- [Task data]:
* * * *

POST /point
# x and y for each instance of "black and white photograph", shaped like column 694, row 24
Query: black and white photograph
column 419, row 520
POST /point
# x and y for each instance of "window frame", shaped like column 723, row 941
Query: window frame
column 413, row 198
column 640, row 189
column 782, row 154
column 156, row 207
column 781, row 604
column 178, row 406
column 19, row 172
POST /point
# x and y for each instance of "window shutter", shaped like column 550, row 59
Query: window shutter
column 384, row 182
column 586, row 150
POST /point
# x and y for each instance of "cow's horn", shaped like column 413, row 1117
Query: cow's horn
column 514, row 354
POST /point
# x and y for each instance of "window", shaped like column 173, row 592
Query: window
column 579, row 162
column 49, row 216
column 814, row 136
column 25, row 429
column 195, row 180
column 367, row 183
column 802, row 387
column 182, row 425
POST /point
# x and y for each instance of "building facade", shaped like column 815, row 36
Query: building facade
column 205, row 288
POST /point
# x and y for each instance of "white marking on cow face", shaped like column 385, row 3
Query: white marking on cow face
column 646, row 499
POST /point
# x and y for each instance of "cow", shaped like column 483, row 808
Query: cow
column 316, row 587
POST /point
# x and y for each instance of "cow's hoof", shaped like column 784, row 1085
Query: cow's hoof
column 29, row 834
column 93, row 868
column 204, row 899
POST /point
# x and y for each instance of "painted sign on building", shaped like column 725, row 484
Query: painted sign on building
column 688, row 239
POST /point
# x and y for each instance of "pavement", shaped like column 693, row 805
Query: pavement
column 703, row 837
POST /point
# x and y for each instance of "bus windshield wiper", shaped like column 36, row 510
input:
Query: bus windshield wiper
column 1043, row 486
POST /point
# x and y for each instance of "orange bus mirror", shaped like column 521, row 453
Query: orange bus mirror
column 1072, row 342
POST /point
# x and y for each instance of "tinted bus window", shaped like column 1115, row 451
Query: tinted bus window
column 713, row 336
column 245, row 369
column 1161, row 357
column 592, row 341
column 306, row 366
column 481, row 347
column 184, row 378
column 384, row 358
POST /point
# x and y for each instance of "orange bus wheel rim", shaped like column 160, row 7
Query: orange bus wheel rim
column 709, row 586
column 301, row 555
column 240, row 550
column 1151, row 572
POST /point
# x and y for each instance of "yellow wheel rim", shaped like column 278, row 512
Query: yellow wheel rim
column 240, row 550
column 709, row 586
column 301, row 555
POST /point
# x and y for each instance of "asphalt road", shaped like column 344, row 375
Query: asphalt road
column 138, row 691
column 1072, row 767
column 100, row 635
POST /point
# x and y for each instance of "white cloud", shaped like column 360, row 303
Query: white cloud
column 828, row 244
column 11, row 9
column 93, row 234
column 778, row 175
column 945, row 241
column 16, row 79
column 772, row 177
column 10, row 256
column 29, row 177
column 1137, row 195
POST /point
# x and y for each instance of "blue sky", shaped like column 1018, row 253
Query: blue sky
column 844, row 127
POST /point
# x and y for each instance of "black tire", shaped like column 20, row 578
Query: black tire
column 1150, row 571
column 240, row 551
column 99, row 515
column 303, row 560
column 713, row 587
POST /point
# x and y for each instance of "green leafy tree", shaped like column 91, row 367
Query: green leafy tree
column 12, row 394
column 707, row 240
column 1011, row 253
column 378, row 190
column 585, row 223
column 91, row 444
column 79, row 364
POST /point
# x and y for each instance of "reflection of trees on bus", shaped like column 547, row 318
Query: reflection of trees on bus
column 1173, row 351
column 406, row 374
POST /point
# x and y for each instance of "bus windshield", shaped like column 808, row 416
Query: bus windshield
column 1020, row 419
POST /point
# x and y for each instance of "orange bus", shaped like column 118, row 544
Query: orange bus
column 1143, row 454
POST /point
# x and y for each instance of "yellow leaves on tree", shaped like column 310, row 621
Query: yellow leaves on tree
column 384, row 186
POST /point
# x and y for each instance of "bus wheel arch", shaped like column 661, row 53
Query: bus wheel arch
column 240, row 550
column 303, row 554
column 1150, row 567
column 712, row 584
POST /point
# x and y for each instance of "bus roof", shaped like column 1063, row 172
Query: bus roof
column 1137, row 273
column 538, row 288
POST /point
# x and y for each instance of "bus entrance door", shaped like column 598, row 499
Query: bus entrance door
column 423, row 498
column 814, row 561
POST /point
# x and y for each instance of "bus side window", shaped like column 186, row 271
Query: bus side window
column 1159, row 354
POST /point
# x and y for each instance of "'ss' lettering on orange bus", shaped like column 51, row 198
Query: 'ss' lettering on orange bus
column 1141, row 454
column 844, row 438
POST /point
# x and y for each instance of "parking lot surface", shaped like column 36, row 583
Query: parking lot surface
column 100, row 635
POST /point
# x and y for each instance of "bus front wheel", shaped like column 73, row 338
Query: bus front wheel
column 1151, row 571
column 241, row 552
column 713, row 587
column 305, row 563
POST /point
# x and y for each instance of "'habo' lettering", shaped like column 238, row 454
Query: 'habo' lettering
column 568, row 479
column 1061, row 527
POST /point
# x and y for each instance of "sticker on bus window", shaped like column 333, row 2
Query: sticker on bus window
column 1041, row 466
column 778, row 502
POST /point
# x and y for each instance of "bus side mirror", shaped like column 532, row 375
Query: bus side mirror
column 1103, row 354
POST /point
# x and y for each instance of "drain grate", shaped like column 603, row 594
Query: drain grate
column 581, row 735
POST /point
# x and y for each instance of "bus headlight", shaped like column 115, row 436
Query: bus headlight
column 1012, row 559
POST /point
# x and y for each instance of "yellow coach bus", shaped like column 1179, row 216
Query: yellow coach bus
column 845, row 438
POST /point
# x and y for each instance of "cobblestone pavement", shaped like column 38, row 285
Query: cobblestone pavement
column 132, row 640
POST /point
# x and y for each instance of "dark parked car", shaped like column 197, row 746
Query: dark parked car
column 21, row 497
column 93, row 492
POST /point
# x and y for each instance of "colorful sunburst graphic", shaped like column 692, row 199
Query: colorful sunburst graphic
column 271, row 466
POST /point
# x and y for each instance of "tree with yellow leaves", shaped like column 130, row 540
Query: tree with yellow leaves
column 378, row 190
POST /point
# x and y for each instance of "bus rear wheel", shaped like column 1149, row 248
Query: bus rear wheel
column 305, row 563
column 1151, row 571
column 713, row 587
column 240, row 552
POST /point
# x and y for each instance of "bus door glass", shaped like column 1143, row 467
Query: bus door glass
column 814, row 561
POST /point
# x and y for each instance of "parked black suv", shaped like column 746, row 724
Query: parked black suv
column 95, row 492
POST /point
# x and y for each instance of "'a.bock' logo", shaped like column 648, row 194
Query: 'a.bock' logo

* * * *

- [Action item]: Return every record above exactly, line by line.

- [Expected output]:
POST /point
# x and y for each instance of "black and white photograph", shaped like column 694, row 24
Query: black and white photograph
column 419, row 520
POST /point
# x and y for each instance of "window frame", shaped like column 723, row 941
Query: window frame
column 413, row 198
column 640, row 189
column 782, row 154
column 156, row 207
column 781, row 604
column 178, row 406
column 19, row 172
POST /point
# x and y for each instance of "window shutter", shaped like column 550, row 59
Query: window shutter
column 384, row 182
column 586, row 150
POST /point
# x and y for each instance of "cow's horn", shaped like column 413, row 1117
Query: cow's horn
column 514, row 354
POST /point
# x and y for each instance of "window", shaped like column 173, row 592
Query: window
column 579, row 162
column 49, row 216
column 814, row 136
column 25, row 429
column 195, row 180
column 367, row 183
column 802, row 387
column 182, row 425
POST /point
# x and y for each instance of "building facade", shaped like column 815, row 36
Query: building facade
column 205, row 288
POST /point
# x and y for each instance of "white marking on cow face", shaped like column 385, row 3
Query: white marking on cow face
column 646, row 499
POST /point
# x and y for each instance of "cow", shaped like column 483, row 808
Query: cow
column 316, row 587
POST /point
# x and y for each instance of "cow's hoof", shaped like column 784, row 1085
Query: cow's hoof
column 29, row 834
column 93, row 868
column 204, row 899
POST /point
# x and y for each instance of "painted sign on building", shaped like column 725, row 484
Query: painted sign on building
column 688, row 239
POST /point
# x and y for each instance of "pavement", shaped like column 693, row 805
Query: pavement
column 703, row 837
POST /point
# x and y for each instance of "bus windshield wiper", shaped like column 36, row 510
input:
Query: bus windshield wiper
column 1043, row 486
POST /point
# x and y for each instance of "orange bus mirror", shaped like column 521, row 453
Query: orange bus mirror
column 1072, row 342
POST /point
# x and y for each instance of "tinted bus window", shaped like column 1115, row 451
Query: tinted bus window
column 713, row 336
column 245, row 369
column 1161, row 357
column 592, row 341
column 306, row 366
column 481, row 347
column 184, row 378
column 384, row 358
POST /point
# x and y for each instance of "orange bus wheel rim", shaped like column 160, row 7
Query: orange bus wheel rim
column 709, row 586
column 301, row 555
column 240, row 550
column 1151, row 572
POST /point
# x and y for each instance of "yellow wheel rim", shaped like column 278, row 512
Query: yellow wheel rim
column 240, row 550
column 709, row 586
column 301, row 555
POST /point
# x and y for each instance of "asphalt road", shaped like column 344, row 375
Query: asphalt road
column 138, row 691
column 1072, row 767
column 100, row 635
POST /point
# x and y for each instance of "white cloud", shaped like column 360, row 303
Query: white cloud
column 828, row 244
column 11, row 9
column 93, row 234
column 778, row 175
column 945, row 241
column 16, row 79
column 772, row 177
column 10, row 256
column 29, row 177
column 1137, row 195
POST /point
# x and y for each instance of "blue sky", shaped like column 1018, row 253
Query: blue sky
column 844, row 127
POST /point
# x and y for each instance of "black tire", shaped like column 20, row 578
Query: black tire
column 1150, row 571
column 240, row 551
column 99, row 515
column 303, row 560
column 713, row 587
POST /point
# x and y for each instance of "green leafy tree", shaped like column 91, row 367
Query: green leafy tree
column 12, row 394
column 707, row 240
column 1011, row 253
column 378, row 190
column 585, row 223
column 91, row 444
column 79, row 364
POST /point
# x and y for each instance of "reflection of trees on bus", shaped like column 547, row 318
Query: reflection of trees on bus
column 1173, row 351
column 406, row 374
POST /point
# x and y for each instance of "bus windshield", shaped like column 808, row 416
Query: bus windshield
column 1020, row 419
POST /point
# x and y for each instance of "orange bus", shaped like column 118, row 544
Query: orange bus
column 1143, row 454
POST /point
# x and y for each instance of "yellow leaves on tree", shaped like column 310, row 621
Query: yellow leaves on tree
column 384, row 186
POST /point
# x and y for each instance of "bus wheel arch", shaped like column 661, row 53
Query: bus wheel arch
column 240, row 550
column 303, row 554
column 1150, row 567
column 712, row 584
POST /point
# x and y for each instance of "bus roof", shaped like column 1063, row 172
Query: bus roof
column 1137, row 273
column 538, row 288
POST /point
# x and y for each instance of "bus entrance door", shaped like column 598, row 499
Query: bus entrance door
column 423, row 498
column 814, row 561
POST /point
# x and y for each instance of "bus side window", shaped like column 186, row 271
Query: bus side window
column 1159, row 354
POST /point
# x and y for each instance of "'ss' lettering on orange bus", shaped like column 51, row 198
Query: 'ss' lettering on orange bus
column 1141, row 454
column 844, row 438
POST /point
# x and y for each instance of "parking lot surface", shaped like column 36, row 583
Query: parking lot surface
column 100, row 635
POST /point
# x and y for each instance of "bus front wheel", shaped like column 73, row 338
Query: bus front wheel
column 1151, row 571
column 241, row 552
column 713, row 587
column 305, row 563
POST /point
# x and y for each instance of "'habo' lettering", shaped like column 238, row 454
Query: 'habo' lettering
column 568, row 479
column 1061, row 527
POST /point
# x and y for each instance of "sticker on bus window", shaped like column 333, row 2
Query: sticker on bus window
column 1041, row 466
column 778, row 502
POST /point
# x and y for each instance of "bus side mirror", shaped like column 532, row 375
Query: bus side mirror
column 1103, row 354
POST /point
# x and y for each instance of "drain grate", shaped like column 603, row 594
Query: drain grate
column 581, row 735
POST /point
# x and y for each instance of "bus headlight", shaped like column 115, row 436
Query: bus headlight
column 1012, row 559
POST /point
# x and y for each instance of "yellow coach bus", shaped like column 1179, row 216
Query: yellow coach bus
column 845, row 438
POST /point
# x and y for each instance of "cobblestone pavement", shaped like column 38, row 285
Query: cobblestone pavement
column 132, row 640
POST /point
# x and y for each instance of "dark parked car", shaped like column 197, row 746
Query: dark parked car
column 21, row 497
column 93, row 492
POST /point
# x and y for each instance of "colorful sunburst graphic", shaped like column 692, row 199
Query: colorful sunburst graphic
column 271, row 466
POST /point
# x and y for each instance of "tree with yellow leaves", shaped like column 130, row 540
Query: tree with yellow leaves
column 378, row 190
POST /point
# x and y for each instance of "bus rear wheel", shaped like column 1149, row 248
Query: bus rear wheel
column 305, row 563
column 1151, row 571
column 713, row 587
column 240, row 552
POST /point
# x and y for each instance of "bus door glass", shaped like column 1143, row 467
Query: bus door glass
column 814, row 561
POST /point
# x and y for each instance of "parked black suv", shaped like column 746, row 724
Query: parked black suv
column 95, row 492
POST /point
# x and y for each instance of "'a.bock' logo", shaped like column 648, row 194
Query: 'a.bock' logo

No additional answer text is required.